• _PROVIDED DATA_:
<<<<
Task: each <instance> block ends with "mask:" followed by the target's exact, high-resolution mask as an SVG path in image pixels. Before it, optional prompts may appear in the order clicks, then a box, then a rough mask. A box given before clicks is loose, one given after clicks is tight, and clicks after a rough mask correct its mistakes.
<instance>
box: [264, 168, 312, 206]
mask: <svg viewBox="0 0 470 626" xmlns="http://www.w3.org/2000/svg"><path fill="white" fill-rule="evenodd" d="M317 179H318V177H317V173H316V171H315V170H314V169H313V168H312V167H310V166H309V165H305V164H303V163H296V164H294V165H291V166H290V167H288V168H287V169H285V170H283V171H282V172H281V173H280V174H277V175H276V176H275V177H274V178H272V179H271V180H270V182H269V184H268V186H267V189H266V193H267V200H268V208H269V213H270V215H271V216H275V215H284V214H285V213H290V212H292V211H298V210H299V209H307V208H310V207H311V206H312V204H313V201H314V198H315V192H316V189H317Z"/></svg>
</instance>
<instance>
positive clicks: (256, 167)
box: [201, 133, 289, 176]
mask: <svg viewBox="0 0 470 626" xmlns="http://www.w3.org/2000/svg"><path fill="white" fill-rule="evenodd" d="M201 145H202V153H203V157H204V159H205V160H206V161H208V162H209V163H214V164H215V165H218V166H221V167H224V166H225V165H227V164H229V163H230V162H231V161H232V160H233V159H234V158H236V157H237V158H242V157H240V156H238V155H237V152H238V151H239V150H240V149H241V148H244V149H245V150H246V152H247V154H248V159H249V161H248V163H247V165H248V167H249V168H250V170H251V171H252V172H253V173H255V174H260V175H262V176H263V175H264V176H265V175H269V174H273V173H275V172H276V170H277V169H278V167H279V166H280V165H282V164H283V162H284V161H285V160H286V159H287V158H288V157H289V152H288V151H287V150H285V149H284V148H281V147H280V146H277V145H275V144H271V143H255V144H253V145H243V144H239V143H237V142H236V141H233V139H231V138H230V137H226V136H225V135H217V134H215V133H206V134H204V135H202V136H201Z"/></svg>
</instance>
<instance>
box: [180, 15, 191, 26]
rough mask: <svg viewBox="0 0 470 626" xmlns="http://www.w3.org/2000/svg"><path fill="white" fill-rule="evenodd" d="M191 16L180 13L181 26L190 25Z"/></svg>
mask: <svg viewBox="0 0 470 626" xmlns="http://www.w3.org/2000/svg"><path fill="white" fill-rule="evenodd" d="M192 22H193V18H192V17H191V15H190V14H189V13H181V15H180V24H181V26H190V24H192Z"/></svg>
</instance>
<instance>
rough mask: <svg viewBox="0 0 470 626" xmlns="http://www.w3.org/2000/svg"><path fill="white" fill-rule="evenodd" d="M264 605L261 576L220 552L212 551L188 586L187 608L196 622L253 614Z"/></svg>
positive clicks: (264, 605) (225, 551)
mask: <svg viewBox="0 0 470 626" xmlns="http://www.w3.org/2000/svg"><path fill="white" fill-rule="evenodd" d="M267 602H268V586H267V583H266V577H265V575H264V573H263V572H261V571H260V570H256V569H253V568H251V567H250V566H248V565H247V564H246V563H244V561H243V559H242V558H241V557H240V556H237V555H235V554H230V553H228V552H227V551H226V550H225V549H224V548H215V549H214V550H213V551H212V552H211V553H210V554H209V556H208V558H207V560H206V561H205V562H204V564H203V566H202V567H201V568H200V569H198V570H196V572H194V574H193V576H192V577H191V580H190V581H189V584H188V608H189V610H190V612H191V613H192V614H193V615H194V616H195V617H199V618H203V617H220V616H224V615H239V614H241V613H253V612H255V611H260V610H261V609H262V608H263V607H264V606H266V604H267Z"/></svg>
>>>>
• _HOW TO COMPLETE THIS TASK_: Once you have read the data above, print all of it again exactly.

• _RESULT OF THIS EXERCISE_:
Task: each <instance> block ends with "mask:" followed by the target's exact, high-resolution mask as an SVG path in image pixels. Before it, optional prompts may appear in the order clicks, then a box, then a rough mask. A box given before clicks is loose, one given after clicks is tight, and clicks after a rough mask correct its mistakes.
<instance>
box: [264, 168, 312, 206]
mask: <svg viewBox="0 0 470 626" xmlns="http://www.w3.org/2000/svg"><path fill="white" fill-rule="evenodd" d="M317 179H318V177H317V173H316V171H315V170H314V169H313V168H312V167H310V166H309V165H305V164H303V163H296V164H294V165H291V166H290V167H288V168H287V169H285V170H283V171H282V172H281V173H280V174H277V175H276V176H275V177H274V178H272V179H271V180H270V182H269V184H268V186H267V189H266V193H267V200H268V208H269V213H270V215H271V216H275V215H284V214H285V213H290V212H292V211H298V210H299V209H307V208H310V207H311V206H312V204H313V201H314V198H315V192H316V189H317Z"/></svg>
</instance>
<instance>
positive clicks: (256, 167)
box: [201, 133, 289, 176]
mask: <svg viewBox="0 0 470 626" xmlns="http://www.w3.org/2000/svg"><path fill="white" fill-rule="evenodd" d="M201 145H202V153H203V157H204V159H205V160H206V161H208V162H209V163H214V164H215V165H218V166H221V167H224V166H225V165H227V164H229V163H230V162H231V161H232V160H233V159H234V158H236V157H237V158H242V157H240V156H238V155H237V152H238V151H239V150H240V149H241V148H244V149H245V150H246V152H247V154H248V159H249V161H248V163H247V165H248V167H249V168H250V170H251V171H252V172H253V173H255V174H260V175H262V176H263V175H264V176H265V175H269V174H273V173H275V172H276V170H277V169H278V167H279V166H280V165H282V164H283V162H284V161H285V160H286V159H287V158H288V157H289V152H288V151H287V150H285V149H284V148H281V147H280V146H277V145H275V144H271V143H255V144H253V145H243V144H239V143H237V142H236V141H233V139H231V138H230V137H226V136H225V135H217V134H215V133H206V134H204V135H202V136H201Z"/></svg>
</instance>
<instance>
box: [180, 15, 191, 26]
rough mask: <svg viewBox="0 0 470 626" xmlns="http://www.w3.org/2000/svg"><path fill="white" fill-rule="evenodd" d="M191 16L180 13L181 26L190 25Z"/></svg>
mask: <svg viewBox="0 0 470 626" xmlns="http://www.w3.org/2000/svg"><path fill="white" fill-rule="evenodd" d="M192 22H193V18H192V17H191V15H190V14H189V13H181V15H180V24H181V26H190V24H192Z"/></svg>
</instance>
<instance>
rough mask: <svg viewBox="0 0 470 626" xmlns="http://www.w3.org/2000/svg"><path fill="white" fill-rule="evenodd" d="M264 605L261 576L220 552L212 551L188 586L187 608L196 622L253 614Z"/></svg>
positive clicks: (264, 605) (225, 551)
mask: <svg viewBox="0 0 470 626" xmlns="http://www.w3.org/2000/svg"><path fill="white" fill-rule="evenodd" d="M267 602H268V586H267V583H266V577H265V575H264V573H263V572H261V571H260V570H256V569H253V568H251V567H250V566H248V565H247V564H246V563H244V561H243V559H242V558H241V557H240V556H237V555H235V554H230V553H228V552H227V551H226V550H225V549H224V548H215V549H214V550H213V551H212V552H211V553H210V554H209V556H208V558H207V560H206V561H205V562H204V564H203V566H202V567H201V568H200V569H198V570H196V572H194V574H193V576H192V577H191V580H190V581H189V584H188V608H189V610H190V612H191V613H192V614H193V615H194V616H195V617H199V618H203V617H220V616H224V615H239V614H241V613H253V612H255V611H260V610H261V609H262V608H263V607H264V606H266V604H267Z"/></svg>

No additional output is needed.